Could you return every line of the material that contains the word "embankment"?
** Opening Dataset entries block **
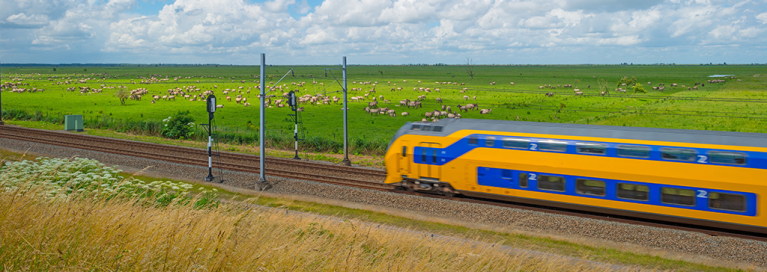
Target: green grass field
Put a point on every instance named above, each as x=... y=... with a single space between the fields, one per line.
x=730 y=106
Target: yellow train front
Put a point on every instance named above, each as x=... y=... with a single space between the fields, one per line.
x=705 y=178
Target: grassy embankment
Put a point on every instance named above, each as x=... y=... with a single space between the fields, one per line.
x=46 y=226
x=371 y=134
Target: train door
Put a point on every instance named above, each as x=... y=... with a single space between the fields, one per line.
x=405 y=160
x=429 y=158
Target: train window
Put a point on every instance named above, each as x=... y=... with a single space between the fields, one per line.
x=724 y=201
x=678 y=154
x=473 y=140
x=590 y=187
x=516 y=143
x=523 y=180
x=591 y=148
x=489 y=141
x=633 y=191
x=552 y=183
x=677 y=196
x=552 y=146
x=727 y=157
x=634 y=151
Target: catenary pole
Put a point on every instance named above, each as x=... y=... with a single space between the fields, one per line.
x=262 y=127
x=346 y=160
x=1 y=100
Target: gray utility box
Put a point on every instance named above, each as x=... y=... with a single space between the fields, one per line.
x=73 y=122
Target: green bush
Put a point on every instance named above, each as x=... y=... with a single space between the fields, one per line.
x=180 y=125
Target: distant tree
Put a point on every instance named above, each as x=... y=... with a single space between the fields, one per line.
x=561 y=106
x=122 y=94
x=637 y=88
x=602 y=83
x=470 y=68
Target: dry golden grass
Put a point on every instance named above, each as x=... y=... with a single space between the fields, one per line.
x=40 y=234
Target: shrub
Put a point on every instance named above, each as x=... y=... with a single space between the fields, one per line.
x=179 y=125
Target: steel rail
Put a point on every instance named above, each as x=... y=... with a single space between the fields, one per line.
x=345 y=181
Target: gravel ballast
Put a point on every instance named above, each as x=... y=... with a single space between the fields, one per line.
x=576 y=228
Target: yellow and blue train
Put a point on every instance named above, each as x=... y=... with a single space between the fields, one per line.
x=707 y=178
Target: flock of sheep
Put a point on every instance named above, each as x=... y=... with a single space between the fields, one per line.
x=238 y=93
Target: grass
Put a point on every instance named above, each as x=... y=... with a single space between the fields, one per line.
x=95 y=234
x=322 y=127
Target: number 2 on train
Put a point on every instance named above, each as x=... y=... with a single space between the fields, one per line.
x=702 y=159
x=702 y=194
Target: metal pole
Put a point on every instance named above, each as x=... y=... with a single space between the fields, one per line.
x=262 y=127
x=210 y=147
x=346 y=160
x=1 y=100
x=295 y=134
** Closing Dataset entries block **
** Opening Dataset entries block **
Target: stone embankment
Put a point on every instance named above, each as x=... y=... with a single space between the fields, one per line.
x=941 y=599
** Closing Dataset entries block **
** Opening Dataset entries block **
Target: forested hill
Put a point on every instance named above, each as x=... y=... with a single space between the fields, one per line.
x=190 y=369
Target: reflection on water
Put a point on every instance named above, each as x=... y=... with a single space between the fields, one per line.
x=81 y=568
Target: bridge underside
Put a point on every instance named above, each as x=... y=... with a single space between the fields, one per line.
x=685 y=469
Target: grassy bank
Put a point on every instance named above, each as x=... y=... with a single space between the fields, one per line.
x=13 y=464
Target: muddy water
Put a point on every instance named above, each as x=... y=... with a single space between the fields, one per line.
** Closing Dataset entries block **
**Task output**
Target: grassy embankment
Target: stone embankment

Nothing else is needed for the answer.